(Location identification entries)

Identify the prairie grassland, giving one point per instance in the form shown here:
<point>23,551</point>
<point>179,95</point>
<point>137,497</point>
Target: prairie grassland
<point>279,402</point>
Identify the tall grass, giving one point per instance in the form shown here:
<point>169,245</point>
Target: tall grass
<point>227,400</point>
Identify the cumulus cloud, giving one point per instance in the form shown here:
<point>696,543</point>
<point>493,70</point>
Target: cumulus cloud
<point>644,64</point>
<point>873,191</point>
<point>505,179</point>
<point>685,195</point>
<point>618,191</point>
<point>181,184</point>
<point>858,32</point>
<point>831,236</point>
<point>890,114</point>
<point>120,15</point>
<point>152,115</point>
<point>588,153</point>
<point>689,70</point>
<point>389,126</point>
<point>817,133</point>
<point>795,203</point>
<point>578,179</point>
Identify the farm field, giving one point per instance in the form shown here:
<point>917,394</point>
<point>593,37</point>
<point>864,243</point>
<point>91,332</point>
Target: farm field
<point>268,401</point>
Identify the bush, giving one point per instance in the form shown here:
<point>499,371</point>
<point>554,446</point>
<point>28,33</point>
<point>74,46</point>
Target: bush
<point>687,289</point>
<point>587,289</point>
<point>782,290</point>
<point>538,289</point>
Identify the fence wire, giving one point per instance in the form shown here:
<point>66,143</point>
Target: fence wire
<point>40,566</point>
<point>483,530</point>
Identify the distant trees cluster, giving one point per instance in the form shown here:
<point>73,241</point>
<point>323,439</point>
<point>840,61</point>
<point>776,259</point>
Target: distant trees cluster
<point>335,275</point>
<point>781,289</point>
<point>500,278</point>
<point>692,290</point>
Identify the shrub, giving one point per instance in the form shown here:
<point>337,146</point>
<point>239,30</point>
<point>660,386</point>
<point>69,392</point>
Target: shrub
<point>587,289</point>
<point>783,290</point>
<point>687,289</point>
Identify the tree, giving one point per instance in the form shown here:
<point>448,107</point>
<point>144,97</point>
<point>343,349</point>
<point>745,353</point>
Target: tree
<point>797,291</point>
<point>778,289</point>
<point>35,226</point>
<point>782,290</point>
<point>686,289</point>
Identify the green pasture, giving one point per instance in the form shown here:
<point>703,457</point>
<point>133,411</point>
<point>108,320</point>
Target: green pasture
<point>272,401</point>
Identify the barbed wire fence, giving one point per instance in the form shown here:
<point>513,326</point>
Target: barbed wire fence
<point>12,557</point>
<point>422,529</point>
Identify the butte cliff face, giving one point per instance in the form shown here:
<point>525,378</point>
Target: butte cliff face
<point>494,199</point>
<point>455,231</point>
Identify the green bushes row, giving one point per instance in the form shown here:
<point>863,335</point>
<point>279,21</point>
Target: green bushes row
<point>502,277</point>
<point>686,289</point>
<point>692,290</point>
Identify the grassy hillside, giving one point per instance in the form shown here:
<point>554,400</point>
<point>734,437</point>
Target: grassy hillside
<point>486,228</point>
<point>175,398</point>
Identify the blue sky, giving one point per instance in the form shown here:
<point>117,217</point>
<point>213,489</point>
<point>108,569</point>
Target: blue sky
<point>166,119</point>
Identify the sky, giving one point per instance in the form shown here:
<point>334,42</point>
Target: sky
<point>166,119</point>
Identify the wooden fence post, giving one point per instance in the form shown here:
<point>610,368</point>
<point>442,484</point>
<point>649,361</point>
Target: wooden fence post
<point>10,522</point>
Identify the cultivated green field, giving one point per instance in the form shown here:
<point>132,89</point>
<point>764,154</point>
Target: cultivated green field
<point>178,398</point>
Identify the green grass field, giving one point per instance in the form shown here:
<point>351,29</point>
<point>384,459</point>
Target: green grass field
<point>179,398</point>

● **OBJECTIVE**: Rescale the items starting with the line containing "Identify the farm" and going on through the line containing "<point>483,530</point>" by rewriting every one of those lines and multiplying each coordinate in the answers by 0.9, rounded to whole numbers with halves rounded up. Only the answer coordinates change, and every other line stays exactly the same.

● **CORRECT RESULT**:
Identify the farm field, giving one point per instance in the form shown here:
<point>917,394</point>
<point>593,37</point>
<point>864,243</point>
<point>91,332</point>
Target: farm field
<point>241,361</point>
Identify the bush, giving one point per instance in the form shown here:
<point>499,371</point>
<point>554,446</point>
<point>28,33</point>
<point>74,46</point>
Target: bush
<point>618,260</point>
<point>528,260</point>
<point>704,261</point>
<point>484,260</point>
Identify the fence wire, giving one point per instance in the form shown here:
<point>66,143</point>
Target: fence wire
<point>36,509</point>
<point>435,477</point>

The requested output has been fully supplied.